# Task instructions
The material below holds pictures; leave them out and reproduce exactly the lines from the one with "Target: metal pole" through the one with "Target: white wall", inclusive.
*** Material for the task Section Begins ***
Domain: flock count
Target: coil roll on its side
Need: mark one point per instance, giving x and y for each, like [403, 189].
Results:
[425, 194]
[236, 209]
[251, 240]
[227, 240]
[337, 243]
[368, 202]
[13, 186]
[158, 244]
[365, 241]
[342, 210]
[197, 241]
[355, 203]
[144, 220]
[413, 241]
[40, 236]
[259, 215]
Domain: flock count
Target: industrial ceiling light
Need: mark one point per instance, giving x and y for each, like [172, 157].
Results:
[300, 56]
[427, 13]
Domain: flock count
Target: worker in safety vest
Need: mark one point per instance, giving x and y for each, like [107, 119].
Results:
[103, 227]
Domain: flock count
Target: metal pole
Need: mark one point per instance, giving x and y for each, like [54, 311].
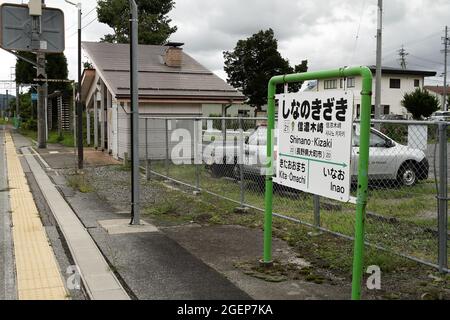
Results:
[167, 146]
[317, 211]
[379, 61]
[241, 161]
[88, 127]
[197, 143]
[443, 198]
[79, 103]
[18, 100]
[7, 100]
[42, 89]
[366, 102]
[147, 161]
[134, 81]
[446, 39]
[96, 121]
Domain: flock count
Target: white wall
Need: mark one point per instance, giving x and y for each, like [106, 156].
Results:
[389, 96]
[233, 111]
[156, 133]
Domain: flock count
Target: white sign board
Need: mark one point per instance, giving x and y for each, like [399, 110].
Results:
[315, 142]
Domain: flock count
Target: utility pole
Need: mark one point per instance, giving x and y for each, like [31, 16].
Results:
[403, 54]
[379, 60]
[17, 100]
[446, 41]
[79, 104]
[41, 103]
[134, 82]
[7, 101]
[41, 74]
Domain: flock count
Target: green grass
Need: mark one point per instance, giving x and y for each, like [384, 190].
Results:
[66, 139]
[3, 121]
[80, 183]
[408, 211]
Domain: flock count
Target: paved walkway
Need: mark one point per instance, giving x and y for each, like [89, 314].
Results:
[99, 280]
[7, 274]
[38, 276]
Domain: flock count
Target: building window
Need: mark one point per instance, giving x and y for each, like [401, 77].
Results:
[330, 84]
[350, 82]
[394, 83]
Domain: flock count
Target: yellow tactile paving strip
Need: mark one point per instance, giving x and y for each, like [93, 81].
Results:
[38, 276]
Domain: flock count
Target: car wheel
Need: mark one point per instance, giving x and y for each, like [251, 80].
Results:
[237, 172]
[407, 175]
[217, 171]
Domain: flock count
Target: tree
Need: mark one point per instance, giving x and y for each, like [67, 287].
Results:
[420, 103]
[154, 24]
[253, 62]
[56, 68]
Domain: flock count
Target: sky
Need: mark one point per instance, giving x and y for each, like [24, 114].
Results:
[327, 33]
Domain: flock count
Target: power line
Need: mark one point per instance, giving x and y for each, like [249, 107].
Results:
[84, 27]
[84, 17]
[403, 54]
[427, 60]
[358, 30]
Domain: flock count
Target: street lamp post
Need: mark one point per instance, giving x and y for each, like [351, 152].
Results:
[134, 85]
[79, 103]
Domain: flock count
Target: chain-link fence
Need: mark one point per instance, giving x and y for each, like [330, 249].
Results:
[407, 207]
*** Material for the task Section Ends ***
# Written answer
Target: metal pole
Need: mark one point per instance, giving x and y for each, like [54, 311].
Results:
[167, 146]
[317, 211]
[379, 61]
[241, 161]
[88, 127]
[197, 143]
[443, 198]
[79, 103]
[18, 100]
[7, 100]
[42, 89]
[366, 102]
[147, 161]
[134, 81]
[446, 39]
[96, 121]
Domain: flock count
Target: white wall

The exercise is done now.